> [What you will do]: Render the lines below as a JSON array of strings, with one string per line and every blank line omitted.

Lines of data:
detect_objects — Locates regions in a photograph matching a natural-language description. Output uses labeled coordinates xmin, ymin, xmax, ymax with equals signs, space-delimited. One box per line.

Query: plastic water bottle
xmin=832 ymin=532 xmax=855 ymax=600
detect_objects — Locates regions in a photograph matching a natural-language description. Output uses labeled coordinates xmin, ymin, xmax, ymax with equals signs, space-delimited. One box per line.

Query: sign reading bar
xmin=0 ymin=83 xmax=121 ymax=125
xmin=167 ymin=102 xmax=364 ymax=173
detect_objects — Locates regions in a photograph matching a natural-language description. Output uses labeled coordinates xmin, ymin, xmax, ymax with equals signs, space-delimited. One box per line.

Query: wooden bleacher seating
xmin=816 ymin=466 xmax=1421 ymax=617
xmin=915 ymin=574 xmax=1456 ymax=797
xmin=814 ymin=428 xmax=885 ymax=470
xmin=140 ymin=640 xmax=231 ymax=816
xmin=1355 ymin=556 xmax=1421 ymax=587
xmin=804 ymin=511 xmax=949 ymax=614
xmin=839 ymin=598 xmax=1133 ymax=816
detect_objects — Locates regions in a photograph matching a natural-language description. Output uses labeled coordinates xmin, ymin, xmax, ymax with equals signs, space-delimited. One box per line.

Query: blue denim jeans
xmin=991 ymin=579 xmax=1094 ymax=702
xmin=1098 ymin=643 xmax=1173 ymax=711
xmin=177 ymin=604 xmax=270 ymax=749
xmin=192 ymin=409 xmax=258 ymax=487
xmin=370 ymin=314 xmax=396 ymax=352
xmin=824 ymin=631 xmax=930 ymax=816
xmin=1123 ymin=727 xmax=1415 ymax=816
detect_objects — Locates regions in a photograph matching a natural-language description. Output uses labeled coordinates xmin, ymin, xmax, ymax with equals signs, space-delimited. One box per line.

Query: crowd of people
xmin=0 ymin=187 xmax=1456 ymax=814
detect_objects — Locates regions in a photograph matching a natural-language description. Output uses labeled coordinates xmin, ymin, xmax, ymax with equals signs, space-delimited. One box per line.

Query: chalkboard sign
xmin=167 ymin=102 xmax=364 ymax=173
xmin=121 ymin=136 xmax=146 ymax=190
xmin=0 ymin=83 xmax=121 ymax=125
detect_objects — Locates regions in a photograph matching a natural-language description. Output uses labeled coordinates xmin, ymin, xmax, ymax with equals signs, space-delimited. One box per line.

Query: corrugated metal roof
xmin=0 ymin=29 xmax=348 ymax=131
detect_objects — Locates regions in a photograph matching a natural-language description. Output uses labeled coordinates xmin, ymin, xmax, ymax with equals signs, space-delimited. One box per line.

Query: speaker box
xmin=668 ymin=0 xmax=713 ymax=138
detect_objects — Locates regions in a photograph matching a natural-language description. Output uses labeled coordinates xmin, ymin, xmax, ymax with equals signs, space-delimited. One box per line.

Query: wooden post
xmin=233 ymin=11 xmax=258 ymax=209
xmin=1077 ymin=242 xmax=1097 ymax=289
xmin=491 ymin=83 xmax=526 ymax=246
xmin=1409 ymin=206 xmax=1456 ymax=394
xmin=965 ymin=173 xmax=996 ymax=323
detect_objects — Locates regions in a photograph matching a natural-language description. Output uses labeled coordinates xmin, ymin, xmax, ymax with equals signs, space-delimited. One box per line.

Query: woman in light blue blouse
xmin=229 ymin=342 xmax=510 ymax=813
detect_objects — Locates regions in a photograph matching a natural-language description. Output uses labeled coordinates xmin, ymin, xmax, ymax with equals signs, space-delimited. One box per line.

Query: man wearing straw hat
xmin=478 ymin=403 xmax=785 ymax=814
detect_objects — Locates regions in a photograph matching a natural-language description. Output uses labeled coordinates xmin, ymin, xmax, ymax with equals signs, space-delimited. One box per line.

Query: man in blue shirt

> [Output for this exercise]:
[
  "detect_objects — Locates regions in a photograph matching a natural-language description. Output uses labeled coordinates xmin, ymin, xmax, ymax with equals signs, space-delimited. One box per line.",
  "Query: plastic water bottle",
  "xmin=832 ymin=532 xmax=855 ymax=600",
  "detect_objects — Locates regions in a photograph matching a natural-language description. Output uses labeled coordinates xmin, ymin, xmax, ymax with equals signs, space-delimited. One box per line.",
  "Query: sign reading bar",
  "xmin=0 ymin=83 xmax=121 ymax=125",
  "xmin=167 ymin=102 xmax=364 ymax=173",
  "detect_objects — Locates regions in a photograph matching a natural-language description. Output uses labeled coordinates xmin, ymin, xmax, ymax with equals signs, space-delimited. One box per line.",
  "Query: wooden bleacher seating",
  "xmin=816 ymin=466 xmax=1421 ymax=617",
  "xmin=915 ymin=574 xmax=1456 ymax=797",
  "xmin=814 ymin=428 xmax=885 ymax=470",
  "xmin=140 ymin=640 xmax=231 ymax=816",
  "xmin=1355 ymin=556 xmax=1421 ymax=587",
  "xmin=804 ymin=511 xmax=949 ymax=614",
  "xmin=839 ymin=598 xmax=1133 ymax=816",
  "detect_objects — Locates regions in a photograph matching a natural-language description. Output uses labeled coordinates xmin, ymin, xmax, ymax with equals signs, space-delimited. One box per line.",
  "Query: blue denim jeans",
  "xmin=991 ymin=579 xmax=1094 ymax=702",
  "xmin=1098 ymin=643 xmax=1173 ymax=711",
  "xmin=177 ymin=604 xmax=270 ymax=749",
  "xmin=192 ymin=409 xmax=258 ymax=487",
  "xmin=370 ymin=314 xmax=396 ymax=352",
  "xmin=824 ymin=631 xmax=930 ymax=816",
  "xmin=1123 ymin=727 xmax=1415 ymax=816",
  "detect_objects — Locates regions in a photograph matching a natural-language description. Output uses labeled coordinates xmin, ymin, xmax, ymax with equals signs, space-delimited. One box per line.",
  "Query: crowd of people",
  "xmin=0 ymin=187 xmax=1456 ymax=814",
  "detect_objects — Locates regions in a photograph matching a natural-language description. Output uses labeled coordinates xmin, ymin, xmax, ymax with equals signs, space-delimited. One box per line.",
  "Query: chalkboard sign",
  "xmin=167 ymin=102 xmax=364 ymax=173",
  "xmin=121 ymin=136 xmax=146 ymax=190",
  "xmin=0 ymin=83 xmax=121 ymax=125",
  "detect_objects — Locates regions in a photograph matching a natural-language description. Output uses labeled coordinates xmin, ymin, xmax, ymax with equals signs, space-delimited. One box per line.",
  "Query: corrugated metal roof",
  "xmin=0 ymin=29 xmax=348 ymax=131",
  "detect_objects — Locates regions in a photograph matching a natural-language description. Output uses labeled coordinates xmin, ymin, xmax, ymax with equals signs, space-delimited. One box per line.",
  "Query: speaker box",
  "xmin=668 ymin=0 xmax=713 ymax=138",
  "detect_objects — Locates regions in a photograph matching a natural-language description. Output uses labeled coordinates xmin, ymin, xmax, ymax with equals signs, space-delimited. One box per line.",
  "Query: wooden post",
  "xmin=233 ymin=11 xmax=258 ymax=209",
  "xmin=1077 ymin=242 xmax=1097 ymax=289",
  "xmin=491 ymin=83 xmax=526 ymax=246",
  "xmin=1409 ymin=206 xmax=1456 ymax=394",
  "xmin=965 ymin=173 xmax=996 ymax=323",
  "detect_objects — Locates regions in a photograph matching a natural-language description. Output uses labeled coordinates xmin, ymin, xmax, ymax with equals signs, space-delimited. One box per line.",
  "Query: woman in light blue blouse",
  "xmin=229 ymin=342 xmax=510 ymax=813",
  "detect_objects — Locates regions in a photograph matching a natural-language description. Output uses labeled coordinates xmin, ymin, xmax, ymax with equals signs, space-delimited. One box per line.",
  "Query: man wearing straw hat",
  "xmin=478 ymin=403 xmax=785 ymax=814",
  "detect_objects — Locates regions in a photograph matching a natural-language description. Output uses labeled coordinates xmin, ymin, xmax, ymax with equals signs, space-delimited. One box per line.",
  "Query: man in blue shirt"
]